Task prompt: The answer must consist solely of the lines from the one containing "for the snow-covered" to the end of the entries below, repeated exactly.

[Items from a data source]
-- Opening Marker --

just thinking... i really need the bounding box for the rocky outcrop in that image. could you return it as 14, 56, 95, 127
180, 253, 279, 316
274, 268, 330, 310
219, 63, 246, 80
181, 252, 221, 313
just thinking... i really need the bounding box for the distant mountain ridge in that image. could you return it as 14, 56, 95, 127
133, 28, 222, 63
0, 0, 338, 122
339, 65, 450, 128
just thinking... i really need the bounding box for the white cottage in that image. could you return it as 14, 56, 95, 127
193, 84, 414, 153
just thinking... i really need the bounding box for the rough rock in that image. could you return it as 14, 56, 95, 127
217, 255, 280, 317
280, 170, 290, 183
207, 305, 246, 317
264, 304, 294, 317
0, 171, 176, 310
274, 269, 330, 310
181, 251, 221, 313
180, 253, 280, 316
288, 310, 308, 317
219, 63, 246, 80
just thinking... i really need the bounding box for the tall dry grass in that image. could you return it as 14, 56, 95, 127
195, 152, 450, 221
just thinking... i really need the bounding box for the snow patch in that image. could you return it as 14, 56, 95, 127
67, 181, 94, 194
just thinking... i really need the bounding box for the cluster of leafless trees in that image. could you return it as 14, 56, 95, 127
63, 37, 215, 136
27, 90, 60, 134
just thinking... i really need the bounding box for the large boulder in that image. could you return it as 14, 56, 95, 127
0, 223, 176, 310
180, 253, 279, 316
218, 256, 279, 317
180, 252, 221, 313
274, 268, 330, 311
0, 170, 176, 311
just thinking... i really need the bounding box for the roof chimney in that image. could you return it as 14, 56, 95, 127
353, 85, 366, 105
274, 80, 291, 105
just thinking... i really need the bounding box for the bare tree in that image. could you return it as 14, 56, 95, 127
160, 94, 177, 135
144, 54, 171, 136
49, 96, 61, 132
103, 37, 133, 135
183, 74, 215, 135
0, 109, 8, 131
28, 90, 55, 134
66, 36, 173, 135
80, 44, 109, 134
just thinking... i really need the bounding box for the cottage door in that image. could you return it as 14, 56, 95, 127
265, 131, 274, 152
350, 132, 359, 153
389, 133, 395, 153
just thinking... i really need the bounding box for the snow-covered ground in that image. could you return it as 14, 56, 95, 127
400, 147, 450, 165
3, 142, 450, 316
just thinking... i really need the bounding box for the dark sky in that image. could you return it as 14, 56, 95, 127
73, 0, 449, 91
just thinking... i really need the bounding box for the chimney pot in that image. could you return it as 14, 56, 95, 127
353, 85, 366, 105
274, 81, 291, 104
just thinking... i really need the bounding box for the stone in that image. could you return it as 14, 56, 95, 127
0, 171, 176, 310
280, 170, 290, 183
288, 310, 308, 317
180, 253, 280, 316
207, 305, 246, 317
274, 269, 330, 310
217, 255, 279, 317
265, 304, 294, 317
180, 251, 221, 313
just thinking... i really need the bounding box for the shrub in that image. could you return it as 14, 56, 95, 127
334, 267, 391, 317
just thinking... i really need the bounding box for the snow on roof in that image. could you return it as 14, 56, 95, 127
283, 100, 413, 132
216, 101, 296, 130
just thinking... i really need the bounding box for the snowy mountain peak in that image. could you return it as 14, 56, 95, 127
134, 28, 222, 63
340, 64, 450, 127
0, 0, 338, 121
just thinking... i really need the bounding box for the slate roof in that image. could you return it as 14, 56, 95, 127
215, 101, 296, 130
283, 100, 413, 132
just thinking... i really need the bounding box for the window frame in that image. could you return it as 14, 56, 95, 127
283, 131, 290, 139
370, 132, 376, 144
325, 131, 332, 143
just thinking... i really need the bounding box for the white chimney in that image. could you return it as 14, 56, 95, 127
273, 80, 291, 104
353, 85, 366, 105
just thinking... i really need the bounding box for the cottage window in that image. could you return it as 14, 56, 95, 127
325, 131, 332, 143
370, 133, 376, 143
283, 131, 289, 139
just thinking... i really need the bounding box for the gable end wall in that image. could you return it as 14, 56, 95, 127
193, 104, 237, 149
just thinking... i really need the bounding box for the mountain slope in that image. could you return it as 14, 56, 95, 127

-- Closing Marker --

Reply to the exercise:
just thinking... i really need the bounding box for the snow-covered ground in that image. could you return it as 14, 56, 95, 127
400, 147, 450, 165
3, 142, 450, 316
just thinking... i really need the bounding box for the dark sky in that image. could you return it as 14, 56, 95, 127
73, 0, 449, 91
just thinking... i really need the bounding box for the chimney pot in that image. could you return it as 14, 56, 95, 127
353, 85, 366, 105
274, 81, 291, 104
just thinking... i really need the bounding box for the stone in that image. could you return it as 14, 56, 95, 127
0, 171, 176, 310
280, 170, 290, 183
288, 310, 308, 317
180, 253, 280, 316
207, 305, 246, 317
274, 269, 330, 310
217, 255, 279, 317
265, 304, 294, 317
180, 251, 221, 313
just thinking... i really need the bounding box for the shrub in that image. could you return it as 14, 56, 95, 127
334, 267, 391, 317
just thinking... i really need the bounding box for the snow on roof in that image. could you return it as 14, 56, 95, 127
283, 100, 413, 132
216, 101, 296, 130
just thinking... i really need the bounding box for the snowy mountain peak in that image. could you return it as 14, 56, 95, 127
134, 28, 222, 63
340, 64, 450, 127
0, 0, 338, 121
just thinking... i really need the bounding box for the slate roof in that image. could you return it as 14, 56, 95, 127
215, 101, 296, 130
283, 100, 413, 132
just thinking... i really need the bounding box for the window frame in that image. could you return it as 14, 56, 95, 127
283, 131, 290, 139
370, 132, 376, 144
325, 131, 332, 143
just thinking... i really need the bounding box for the white chimney in that image. could you return it as 14, 56, 95, 127
273, 80, 291, 104
353, 85, 366, 105
just thinking... i really need the bounding box for the cottage window in that image. could you return it as 14, 56, 95, 127
325, 131, 332, 143
370, 133, 376, 143
283, 131, 289, 139
just thinking... i really need the bounding box for the gable end wall in that image. could you return it as 14, 56, 95, 127
193, 104, 237, 149
just thinking... i really need the bounding box for the mountain slope in that image. could you return it as 14, 56, 95, 127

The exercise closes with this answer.